Passage to read =
********

Severe storms and a series of tornadoes has plagued the Midwest and Southern states throughout April. One of the casualties of the violent weather is the legendary blues and soul label Malaco Records in Jackson, Mississippi. It was crushed by a tornado on April 15.

You can read about Malaco Records, “The Last Soul Company,” and its formidable history at their website.

Malaco Records’ flamingo-pink main office was one of the few buildings in the area when it opened in 1967 on the west end of Jackson’s Northside Drive.

“We were practically out in the country,” said Wolf Stephenson, vice president and chief engineer. “I can remember all of us sitting out in the parking lot in the wee hours of the morning, eating watermelon and listening full blast to the song mixes we were working on at the time. We wanted to see how they sounded away from the speakers.”

Stephenson, 67, managed to chuckle at the memory Monday afternoon, a few seconds of escape from the grim reality brought on by Friday’s tornado that ravaged parts of Clinton and northwest Jackson, injuring seven and causing major damage to numerous homes and businesses.

The twister didn’t spare Malaco, which has produced its share of music history. It destroyed the accounting building and shipping warehouse. The main building, which housed executive offices and the legendary recording studio, was pummeled.

********

Requests =
a) According to the Malaco Records passage, in what year did the label's main office open?
b) Repeat word for word the part of the Malaco Records passage starting at "Stephenson, 67, managed" and ending at "studio, was pummeled.".
The lines after this are separate material and have no connection to the Malaco Records passage.

Object location annotation data =
********

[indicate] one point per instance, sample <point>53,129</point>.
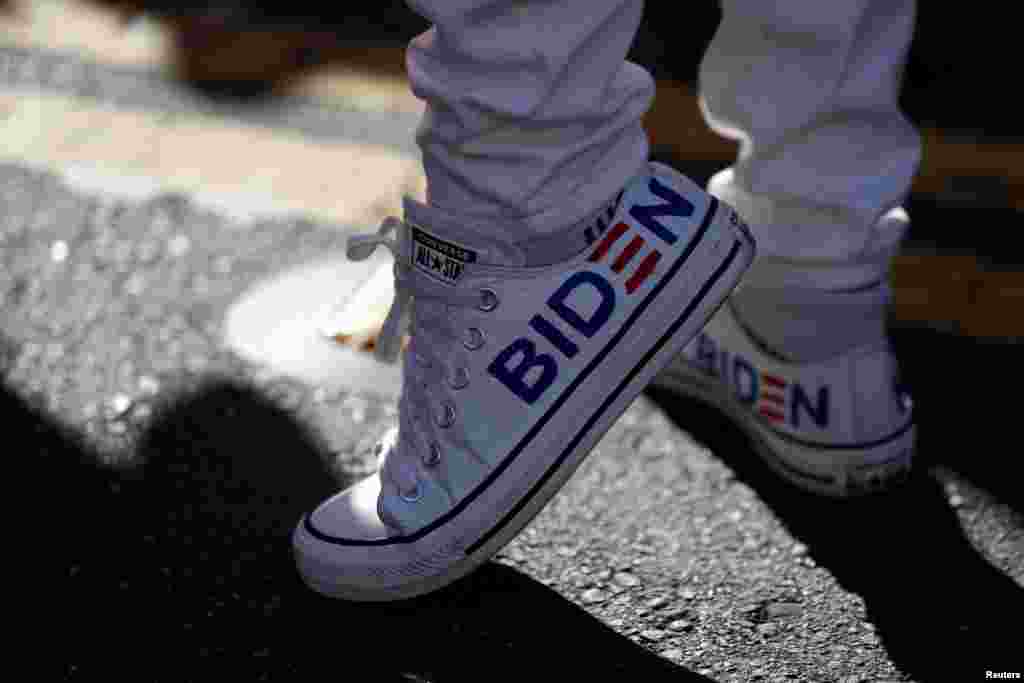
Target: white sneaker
<point>839,427</point>
<point>512,376</point>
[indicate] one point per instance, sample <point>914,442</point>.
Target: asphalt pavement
<point>164,472</point>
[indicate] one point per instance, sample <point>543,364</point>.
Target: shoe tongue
<point>440,246</point>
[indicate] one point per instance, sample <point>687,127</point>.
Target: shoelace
<point>424,407</point>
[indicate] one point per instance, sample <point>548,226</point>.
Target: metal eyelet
<point>412,496</point>
<point>433,456</point>
<point>459,379</point>
<point>475,340</point>
<point>488,300</point>
<point>446,419</point>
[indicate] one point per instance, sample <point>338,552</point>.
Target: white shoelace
<point>438,366</point>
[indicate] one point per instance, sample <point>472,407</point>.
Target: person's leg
<point>552,272</point>
<point>810,89</point>
<point>534,116</point>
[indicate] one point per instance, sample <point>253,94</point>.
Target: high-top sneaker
<point>512,375</point>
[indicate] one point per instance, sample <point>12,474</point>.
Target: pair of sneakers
<point>514,372</point>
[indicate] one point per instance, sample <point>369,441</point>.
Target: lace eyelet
<point>488,300</point>
<point>433,456</point>
<point>412,496</point>
<point>459,379</point>
<point>475,340</point>
<point>446,419</point>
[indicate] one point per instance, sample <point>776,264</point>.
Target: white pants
<point>534,115</point>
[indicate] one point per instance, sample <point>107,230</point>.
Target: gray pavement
<point>671,542</point>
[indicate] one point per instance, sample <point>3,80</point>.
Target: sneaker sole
<point>717,282</point>
<point>836,471</point>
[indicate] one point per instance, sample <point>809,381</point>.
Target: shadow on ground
<point>941,610</point>
<point>180,569</point>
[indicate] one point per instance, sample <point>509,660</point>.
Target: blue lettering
<point>747,392</point>
<point>676,206</point>
<point>586,327</point>
<point>554,335</point>
<point>818,412</point>
<point>514,378</point>
<point>706,353</point>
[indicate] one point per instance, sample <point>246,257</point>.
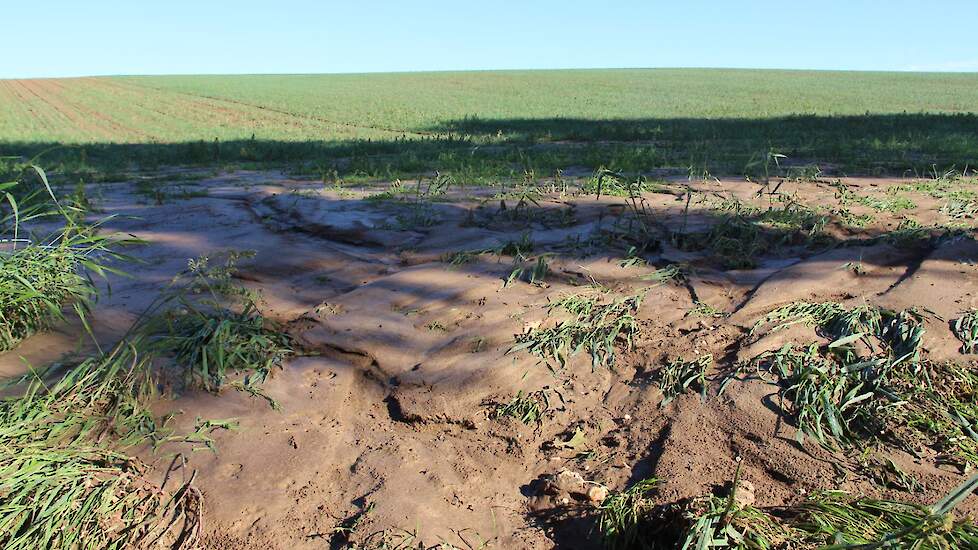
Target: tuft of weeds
<point>208,340</point>
<point>37,280</point>
<point>702,309</point>
<point>679,376</point>
<point>826,401</point>
<point>830,519</point>
<point>965,328</point>
<point>939,409</point>
<point>899,333</point>
<point>960,209</point>
<point>836,518</point>
<point>534,275</point>
<point>210,343</point>
<point>63,485</point>
<point>622,514</point>
<point>527,408</point>
<point>716,522</point>
<point>594,328</point>
<point>39,277</point>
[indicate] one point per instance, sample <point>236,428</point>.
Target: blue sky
<point>94,37</point>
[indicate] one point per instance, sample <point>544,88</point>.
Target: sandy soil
<point>389,413</point>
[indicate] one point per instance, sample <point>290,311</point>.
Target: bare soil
<point>387,415</point>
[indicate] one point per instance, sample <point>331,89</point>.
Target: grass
<point>965,328</point>
<point>831,519</point>
<point>63,485</point>
<point>210,343</point>
<point>595,328</point>
<point>39,276</point>
<point>527,408</point>
<point>37,280</point>
<point>490,126</point>
<point>679,376</point>
<point>622,513</point>
<point>883,390</point>
<point>208,340</point>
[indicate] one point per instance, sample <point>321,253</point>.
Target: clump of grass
<point>527,408</point>
<point>831,519</point>
<point>209,343</point>
<point>837,518</point>
<point>208,340</point>
<point>837,394</point>
<point>679,376</point>
<point>960,209</point>
<point>899,333</point>
<point>965,328</point>
<point>939,410</point>
<point>716,522</point>
<point>846,196</point>
<point>594,328</point>
<point>37,280</point>
<point>535,274</point>
<point>622,514</point>
<point>63,485</point>
<point>668,274</point>
<point>825,400</point>
<point>702,309</point>
<point>39,277</point>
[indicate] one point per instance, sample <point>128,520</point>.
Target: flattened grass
<point>595,328</point>
<point>64,485</point>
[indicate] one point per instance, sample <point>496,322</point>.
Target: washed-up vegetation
<point>67,481</point>
<point>594,327</point>
<point>828,519</point>
<point>39,275</point>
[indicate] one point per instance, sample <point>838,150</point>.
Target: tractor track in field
<point>324,120</point>
<point>50,94</point>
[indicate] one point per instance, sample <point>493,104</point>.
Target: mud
<point>387,417</point>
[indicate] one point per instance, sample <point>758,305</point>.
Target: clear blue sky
<point>93,37</point>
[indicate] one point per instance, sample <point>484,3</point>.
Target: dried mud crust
<point>389,420</point>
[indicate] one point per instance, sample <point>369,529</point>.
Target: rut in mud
<point>418,312</point>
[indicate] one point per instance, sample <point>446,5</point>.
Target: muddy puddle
<point>407,304</point>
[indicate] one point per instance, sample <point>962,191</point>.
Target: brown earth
<point>389,412</point>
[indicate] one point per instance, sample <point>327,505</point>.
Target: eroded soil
<point>387,418</point>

********

Expected responses =
a) 1967

b)
Stephenson, 67, managed to chuckle at the memory Monday afternoon, a few seconds of escape from the grim reality brought on by Friday’s tornado that ravaged parts of Clinton and northwest Jackson, injuring seven and causing major damage to numerous homes and businesses.

The twister didn’t spare Malaco, which has produced its share of music history. It destroyed the accounting building and shipping warehouse. The main building, which housed executive offices and the legendary recording studio, was pummeled.